**EXERCISE INSTRUCTIONS:**
Copy the records word for word, starting with the line that contains "Could you please mark the reed" and going on through the end of the records. Leave the pictures out of your answer.

-- -- --

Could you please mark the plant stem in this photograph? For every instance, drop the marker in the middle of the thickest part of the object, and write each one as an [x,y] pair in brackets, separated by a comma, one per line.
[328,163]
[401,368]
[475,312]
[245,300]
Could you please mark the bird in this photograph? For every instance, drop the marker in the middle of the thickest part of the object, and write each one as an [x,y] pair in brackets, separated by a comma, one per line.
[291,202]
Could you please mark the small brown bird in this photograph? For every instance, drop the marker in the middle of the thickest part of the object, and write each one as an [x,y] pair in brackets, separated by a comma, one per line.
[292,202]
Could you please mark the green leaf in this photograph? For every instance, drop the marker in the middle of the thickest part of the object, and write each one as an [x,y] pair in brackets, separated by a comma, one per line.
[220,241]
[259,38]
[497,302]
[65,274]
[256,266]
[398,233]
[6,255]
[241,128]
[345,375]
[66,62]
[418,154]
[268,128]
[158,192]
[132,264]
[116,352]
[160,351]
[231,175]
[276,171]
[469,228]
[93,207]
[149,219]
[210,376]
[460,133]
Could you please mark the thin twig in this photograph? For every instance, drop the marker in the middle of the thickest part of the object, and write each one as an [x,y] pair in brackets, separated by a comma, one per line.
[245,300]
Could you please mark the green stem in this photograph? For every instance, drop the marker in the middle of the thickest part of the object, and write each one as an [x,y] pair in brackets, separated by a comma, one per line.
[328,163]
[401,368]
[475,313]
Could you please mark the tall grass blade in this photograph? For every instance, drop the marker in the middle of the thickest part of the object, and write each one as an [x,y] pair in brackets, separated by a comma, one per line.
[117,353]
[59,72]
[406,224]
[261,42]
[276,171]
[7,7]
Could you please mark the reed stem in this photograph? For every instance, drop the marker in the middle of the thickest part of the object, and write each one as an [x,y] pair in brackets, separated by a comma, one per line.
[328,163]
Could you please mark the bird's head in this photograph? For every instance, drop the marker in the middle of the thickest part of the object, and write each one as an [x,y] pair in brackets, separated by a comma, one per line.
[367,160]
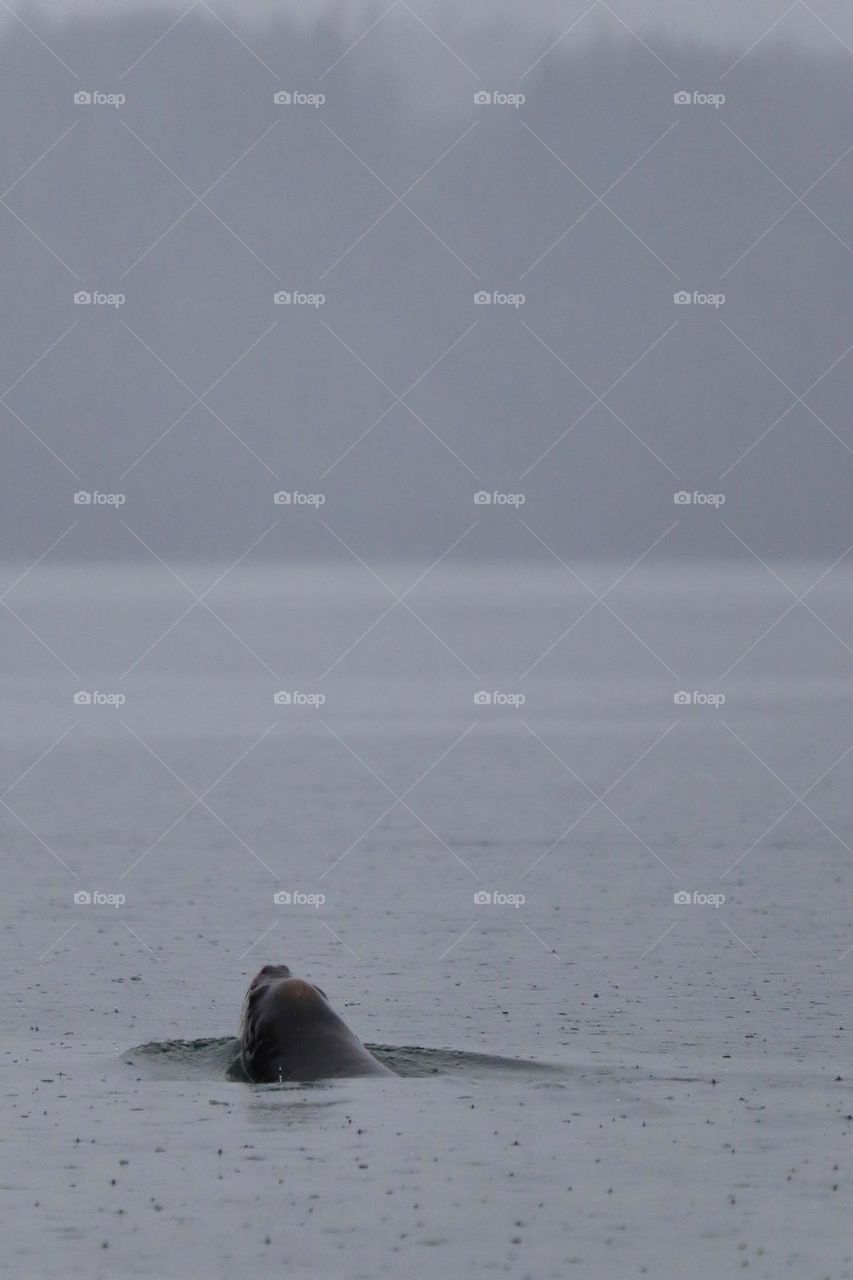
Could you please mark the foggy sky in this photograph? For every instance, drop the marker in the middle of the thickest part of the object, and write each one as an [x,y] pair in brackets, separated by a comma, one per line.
[748,199]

-- -- --

**RESULT OF THIS EXERCISE:**
Could you please mark the reed stem in this photograph? For every instance, drop the marker in the middle of the thickest part of the object, and write each one as an [x,y] pair in brackets, separated by a comma, one per line.
[328,163]
Could you please mark the bird's head in this photograph? For every instance, drop the marker in the middle of the thickest part of the object, and write each one as an [x,y] pair in brackets, separated by a comma, one per line.
[367,160]
Could you please mark the foggy sky in this photograph? For every instance, drop the marker in the middle of the thickest part of the object, and write each one as an [x,y] pair in brackets, separated by a comma, one per line.
[748,199]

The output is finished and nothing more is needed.